_TASK GOAL_:
Gather every line in the entries below that contains the word "outline", and copy each of those lines in full.

[Spatial annotation records]
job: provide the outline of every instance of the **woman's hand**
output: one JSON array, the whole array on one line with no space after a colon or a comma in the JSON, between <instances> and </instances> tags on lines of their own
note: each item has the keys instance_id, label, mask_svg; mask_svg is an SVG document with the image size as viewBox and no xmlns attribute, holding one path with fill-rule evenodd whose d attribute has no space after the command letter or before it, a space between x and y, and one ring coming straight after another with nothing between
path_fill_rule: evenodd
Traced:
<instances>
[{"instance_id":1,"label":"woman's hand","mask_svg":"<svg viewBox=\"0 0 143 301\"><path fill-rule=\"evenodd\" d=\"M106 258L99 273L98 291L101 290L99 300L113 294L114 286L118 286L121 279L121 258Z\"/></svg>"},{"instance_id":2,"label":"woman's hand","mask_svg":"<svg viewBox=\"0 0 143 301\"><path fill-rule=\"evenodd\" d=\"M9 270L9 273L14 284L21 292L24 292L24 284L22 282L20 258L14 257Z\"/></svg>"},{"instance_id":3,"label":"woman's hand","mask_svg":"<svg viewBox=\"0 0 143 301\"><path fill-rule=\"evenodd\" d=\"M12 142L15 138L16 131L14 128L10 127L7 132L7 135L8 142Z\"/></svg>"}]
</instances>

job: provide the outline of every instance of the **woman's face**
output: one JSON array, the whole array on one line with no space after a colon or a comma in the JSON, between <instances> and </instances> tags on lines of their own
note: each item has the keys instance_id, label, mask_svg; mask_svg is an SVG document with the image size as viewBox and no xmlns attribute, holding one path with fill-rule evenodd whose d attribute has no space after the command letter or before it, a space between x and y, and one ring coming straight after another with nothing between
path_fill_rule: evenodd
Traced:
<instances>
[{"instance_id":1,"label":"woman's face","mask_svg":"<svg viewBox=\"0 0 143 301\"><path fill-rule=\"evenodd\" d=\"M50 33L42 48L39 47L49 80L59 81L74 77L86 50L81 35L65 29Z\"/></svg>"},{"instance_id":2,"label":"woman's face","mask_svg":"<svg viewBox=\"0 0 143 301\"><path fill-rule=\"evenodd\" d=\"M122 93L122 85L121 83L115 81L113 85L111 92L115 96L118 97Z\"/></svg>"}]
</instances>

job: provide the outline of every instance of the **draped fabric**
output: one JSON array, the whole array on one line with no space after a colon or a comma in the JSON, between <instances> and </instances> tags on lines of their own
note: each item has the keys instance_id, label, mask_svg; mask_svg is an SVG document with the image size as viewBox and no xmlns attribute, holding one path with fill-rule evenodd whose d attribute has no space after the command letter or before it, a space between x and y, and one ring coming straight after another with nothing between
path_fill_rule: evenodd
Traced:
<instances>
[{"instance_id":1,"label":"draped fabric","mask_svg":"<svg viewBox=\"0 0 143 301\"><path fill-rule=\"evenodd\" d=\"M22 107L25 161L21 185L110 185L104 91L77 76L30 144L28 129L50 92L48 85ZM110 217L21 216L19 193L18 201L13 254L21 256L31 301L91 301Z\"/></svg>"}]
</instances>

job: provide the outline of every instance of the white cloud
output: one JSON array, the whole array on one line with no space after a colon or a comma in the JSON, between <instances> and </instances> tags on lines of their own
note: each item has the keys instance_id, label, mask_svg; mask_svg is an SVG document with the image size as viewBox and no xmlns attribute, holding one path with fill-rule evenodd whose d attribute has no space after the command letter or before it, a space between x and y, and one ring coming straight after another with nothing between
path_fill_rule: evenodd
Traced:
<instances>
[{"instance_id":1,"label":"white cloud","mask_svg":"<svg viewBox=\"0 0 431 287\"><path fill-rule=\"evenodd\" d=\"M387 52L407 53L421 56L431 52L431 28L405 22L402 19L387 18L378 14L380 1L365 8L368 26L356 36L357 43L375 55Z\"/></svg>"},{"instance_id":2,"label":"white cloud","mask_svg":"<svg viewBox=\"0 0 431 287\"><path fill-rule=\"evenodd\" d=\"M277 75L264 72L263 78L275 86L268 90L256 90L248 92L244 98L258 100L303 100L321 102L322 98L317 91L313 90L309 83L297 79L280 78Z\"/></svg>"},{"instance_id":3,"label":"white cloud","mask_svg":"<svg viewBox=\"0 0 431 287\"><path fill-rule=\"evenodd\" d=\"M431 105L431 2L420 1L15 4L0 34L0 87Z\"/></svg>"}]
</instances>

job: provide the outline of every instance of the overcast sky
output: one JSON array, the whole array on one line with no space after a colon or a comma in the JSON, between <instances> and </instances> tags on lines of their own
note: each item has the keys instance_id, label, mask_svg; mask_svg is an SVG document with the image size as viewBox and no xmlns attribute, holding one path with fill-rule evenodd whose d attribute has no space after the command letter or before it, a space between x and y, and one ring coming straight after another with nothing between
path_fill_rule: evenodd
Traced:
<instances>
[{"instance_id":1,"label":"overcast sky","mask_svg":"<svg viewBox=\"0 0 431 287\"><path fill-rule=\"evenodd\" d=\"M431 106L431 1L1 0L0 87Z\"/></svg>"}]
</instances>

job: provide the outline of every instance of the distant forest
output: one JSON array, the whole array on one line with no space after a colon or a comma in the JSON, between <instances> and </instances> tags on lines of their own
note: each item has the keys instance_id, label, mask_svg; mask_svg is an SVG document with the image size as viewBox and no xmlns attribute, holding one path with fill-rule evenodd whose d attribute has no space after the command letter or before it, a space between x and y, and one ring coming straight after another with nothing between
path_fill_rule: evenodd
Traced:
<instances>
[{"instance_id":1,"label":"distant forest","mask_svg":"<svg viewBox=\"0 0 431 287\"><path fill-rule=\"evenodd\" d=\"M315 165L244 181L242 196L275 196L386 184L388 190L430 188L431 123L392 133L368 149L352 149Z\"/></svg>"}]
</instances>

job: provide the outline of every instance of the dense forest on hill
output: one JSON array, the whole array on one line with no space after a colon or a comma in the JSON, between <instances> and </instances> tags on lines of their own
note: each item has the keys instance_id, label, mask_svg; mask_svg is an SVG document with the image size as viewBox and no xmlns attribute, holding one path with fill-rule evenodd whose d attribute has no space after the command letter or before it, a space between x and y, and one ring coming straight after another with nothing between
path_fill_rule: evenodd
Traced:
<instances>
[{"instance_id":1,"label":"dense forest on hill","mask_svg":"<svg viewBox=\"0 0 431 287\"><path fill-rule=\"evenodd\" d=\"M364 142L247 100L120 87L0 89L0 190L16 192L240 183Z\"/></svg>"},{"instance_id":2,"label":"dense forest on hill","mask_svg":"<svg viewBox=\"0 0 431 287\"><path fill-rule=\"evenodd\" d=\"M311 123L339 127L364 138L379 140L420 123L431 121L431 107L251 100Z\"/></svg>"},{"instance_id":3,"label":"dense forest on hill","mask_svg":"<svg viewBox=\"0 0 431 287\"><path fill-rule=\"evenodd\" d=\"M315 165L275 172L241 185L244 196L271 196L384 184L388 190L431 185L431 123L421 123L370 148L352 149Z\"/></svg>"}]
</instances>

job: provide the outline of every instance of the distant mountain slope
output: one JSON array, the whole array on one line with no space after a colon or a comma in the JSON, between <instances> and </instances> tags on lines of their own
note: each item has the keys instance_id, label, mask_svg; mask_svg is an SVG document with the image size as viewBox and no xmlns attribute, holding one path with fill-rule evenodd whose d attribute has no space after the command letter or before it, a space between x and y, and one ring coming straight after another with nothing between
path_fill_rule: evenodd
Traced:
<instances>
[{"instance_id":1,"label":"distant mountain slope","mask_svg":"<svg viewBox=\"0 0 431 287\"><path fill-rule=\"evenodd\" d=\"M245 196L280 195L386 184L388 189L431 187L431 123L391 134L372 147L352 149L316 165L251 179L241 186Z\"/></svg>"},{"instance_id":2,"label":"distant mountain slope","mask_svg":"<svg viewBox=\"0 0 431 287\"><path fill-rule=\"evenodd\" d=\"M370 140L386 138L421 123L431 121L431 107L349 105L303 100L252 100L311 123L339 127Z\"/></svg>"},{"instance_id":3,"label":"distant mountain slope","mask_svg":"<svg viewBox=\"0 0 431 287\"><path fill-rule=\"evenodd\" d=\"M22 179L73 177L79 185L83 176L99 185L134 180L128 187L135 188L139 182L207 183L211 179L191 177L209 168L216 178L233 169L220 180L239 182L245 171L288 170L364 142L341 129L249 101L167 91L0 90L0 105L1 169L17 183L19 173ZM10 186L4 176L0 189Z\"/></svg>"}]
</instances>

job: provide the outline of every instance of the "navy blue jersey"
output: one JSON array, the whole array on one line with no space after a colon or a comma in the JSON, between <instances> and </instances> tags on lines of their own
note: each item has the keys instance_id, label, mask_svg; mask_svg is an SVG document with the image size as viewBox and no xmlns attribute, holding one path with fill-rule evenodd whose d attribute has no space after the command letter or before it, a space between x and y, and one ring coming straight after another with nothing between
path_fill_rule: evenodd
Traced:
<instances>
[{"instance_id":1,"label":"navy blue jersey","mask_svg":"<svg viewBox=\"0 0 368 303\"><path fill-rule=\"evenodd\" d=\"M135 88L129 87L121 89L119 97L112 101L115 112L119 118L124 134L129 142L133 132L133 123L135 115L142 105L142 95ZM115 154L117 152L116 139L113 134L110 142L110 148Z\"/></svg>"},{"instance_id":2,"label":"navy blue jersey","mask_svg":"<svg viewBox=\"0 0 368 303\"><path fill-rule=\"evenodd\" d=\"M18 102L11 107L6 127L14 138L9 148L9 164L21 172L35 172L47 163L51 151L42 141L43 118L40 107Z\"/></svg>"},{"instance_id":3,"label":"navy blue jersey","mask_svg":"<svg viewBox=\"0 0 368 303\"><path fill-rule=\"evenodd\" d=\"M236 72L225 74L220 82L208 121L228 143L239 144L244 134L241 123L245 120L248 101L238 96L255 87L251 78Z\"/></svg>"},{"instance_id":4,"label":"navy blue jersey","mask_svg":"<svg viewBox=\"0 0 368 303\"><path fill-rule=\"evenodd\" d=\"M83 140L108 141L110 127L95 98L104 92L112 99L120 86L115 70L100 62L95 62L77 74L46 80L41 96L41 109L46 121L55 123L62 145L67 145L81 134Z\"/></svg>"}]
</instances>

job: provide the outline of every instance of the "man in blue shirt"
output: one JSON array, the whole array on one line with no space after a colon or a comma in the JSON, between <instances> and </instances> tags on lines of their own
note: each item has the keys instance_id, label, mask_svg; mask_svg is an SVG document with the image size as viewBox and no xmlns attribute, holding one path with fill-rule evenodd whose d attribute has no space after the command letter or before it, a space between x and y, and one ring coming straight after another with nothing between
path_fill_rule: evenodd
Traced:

_THE OUTPUT_:
job: provide the outline of every instance of the **woman's hand**
job: provide the outline of every instance of the **woman's face**
job: provide the outline of every instance of the **draped fabric**
job: provide the outline of every instance of the white cloud
job: provide the outline of every instance of the overcast sky
job: provide the outline of every instance of the distant forest
job: provide the outline of every instance of the dense forest on hill
job: provide the outline of every instance of the distant mountain slope
job: provide the outline of every instance of the "navy blue jersey"
job: provide the outline of every instance of the "man in blue shirt"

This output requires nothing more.